Directions
Among the entries below, count the lines containing the string "white". Only the count is needed.

Region pointing data
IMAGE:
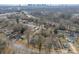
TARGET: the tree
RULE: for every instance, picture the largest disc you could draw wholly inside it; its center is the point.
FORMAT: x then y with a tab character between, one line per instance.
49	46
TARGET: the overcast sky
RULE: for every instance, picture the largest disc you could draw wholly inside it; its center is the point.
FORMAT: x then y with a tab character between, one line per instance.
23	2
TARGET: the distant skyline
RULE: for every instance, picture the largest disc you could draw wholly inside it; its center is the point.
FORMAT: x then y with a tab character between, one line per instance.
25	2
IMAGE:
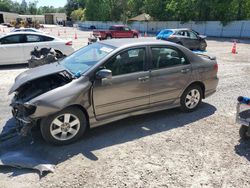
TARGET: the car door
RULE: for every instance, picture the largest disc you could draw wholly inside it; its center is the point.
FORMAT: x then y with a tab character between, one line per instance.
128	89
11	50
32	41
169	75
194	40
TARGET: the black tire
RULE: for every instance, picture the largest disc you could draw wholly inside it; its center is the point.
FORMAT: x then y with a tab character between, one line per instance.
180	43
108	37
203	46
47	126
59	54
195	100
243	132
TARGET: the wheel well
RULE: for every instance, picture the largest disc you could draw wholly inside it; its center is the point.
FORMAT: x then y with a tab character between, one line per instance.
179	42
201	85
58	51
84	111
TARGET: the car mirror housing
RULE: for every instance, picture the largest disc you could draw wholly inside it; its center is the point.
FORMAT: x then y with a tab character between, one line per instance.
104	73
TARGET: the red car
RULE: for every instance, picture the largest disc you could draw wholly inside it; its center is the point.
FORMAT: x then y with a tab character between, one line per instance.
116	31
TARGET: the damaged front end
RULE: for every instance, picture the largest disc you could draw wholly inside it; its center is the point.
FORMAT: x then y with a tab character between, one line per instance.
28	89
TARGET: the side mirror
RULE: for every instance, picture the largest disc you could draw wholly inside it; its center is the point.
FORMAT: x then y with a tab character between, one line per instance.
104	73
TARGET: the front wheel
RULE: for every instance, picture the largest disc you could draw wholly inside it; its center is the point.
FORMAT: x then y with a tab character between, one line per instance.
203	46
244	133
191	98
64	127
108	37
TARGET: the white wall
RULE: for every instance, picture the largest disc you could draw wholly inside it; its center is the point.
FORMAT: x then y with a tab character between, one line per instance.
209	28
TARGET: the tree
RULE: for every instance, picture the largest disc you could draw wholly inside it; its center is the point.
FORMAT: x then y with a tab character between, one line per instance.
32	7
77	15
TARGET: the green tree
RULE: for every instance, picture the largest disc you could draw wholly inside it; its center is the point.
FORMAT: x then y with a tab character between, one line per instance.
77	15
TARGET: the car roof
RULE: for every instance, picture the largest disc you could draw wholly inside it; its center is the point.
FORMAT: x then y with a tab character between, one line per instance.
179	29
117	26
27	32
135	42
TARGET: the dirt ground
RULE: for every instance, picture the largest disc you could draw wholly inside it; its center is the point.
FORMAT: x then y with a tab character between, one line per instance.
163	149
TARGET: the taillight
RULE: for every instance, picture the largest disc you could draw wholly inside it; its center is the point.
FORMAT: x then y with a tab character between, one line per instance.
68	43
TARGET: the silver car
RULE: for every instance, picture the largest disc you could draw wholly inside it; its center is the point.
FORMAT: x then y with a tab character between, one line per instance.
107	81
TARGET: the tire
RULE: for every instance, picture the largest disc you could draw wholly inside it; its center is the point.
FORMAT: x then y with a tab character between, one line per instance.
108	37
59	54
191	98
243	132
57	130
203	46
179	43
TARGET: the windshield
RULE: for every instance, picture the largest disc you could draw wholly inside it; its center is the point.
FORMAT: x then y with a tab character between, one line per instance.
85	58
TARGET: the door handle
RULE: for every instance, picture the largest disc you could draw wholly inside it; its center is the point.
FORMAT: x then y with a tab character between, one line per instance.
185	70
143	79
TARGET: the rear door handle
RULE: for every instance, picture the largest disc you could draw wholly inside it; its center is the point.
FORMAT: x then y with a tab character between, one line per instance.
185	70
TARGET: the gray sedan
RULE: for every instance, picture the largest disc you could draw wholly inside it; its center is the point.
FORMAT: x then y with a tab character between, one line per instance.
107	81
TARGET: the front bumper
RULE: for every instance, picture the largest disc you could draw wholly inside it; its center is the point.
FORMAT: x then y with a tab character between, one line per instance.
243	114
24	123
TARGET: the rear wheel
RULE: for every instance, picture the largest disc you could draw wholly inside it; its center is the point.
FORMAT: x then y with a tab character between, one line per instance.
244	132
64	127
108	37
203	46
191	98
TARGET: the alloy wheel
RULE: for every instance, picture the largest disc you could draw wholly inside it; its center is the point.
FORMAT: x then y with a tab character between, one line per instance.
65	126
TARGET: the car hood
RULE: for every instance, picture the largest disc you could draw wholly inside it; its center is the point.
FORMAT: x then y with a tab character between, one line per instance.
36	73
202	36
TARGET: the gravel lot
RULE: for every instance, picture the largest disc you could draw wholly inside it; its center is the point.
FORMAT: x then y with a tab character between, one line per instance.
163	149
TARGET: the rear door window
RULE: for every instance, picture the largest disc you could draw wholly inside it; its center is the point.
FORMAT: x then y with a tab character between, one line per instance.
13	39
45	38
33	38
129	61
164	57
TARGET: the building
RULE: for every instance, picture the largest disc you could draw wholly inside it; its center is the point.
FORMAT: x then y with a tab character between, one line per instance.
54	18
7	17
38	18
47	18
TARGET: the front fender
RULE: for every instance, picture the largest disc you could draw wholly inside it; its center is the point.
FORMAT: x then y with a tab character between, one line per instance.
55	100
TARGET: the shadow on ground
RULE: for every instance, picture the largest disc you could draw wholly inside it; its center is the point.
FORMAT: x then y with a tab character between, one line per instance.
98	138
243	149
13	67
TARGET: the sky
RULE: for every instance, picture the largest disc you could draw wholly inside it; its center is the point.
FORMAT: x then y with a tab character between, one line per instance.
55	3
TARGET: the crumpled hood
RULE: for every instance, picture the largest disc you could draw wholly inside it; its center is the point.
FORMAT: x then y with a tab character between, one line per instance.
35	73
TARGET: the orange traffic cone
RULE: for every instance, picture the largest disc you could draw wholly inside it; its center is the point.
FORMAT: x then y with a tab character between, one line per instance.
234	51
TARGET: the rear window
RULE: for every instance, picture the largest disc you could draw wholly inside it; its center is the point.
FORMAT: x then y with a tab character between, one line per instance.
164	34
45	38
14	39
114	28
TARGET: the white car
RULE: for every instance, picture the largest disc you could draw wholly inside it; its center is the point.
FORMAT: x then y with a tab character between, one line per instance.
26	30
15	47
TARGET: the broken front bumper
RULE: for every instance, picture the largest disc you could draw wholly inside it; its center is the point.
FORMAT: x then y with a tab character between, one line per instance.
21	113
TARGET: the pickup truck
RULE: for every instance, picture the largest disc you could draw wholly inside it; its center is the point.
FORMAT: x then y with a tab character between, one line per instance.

Finished task
2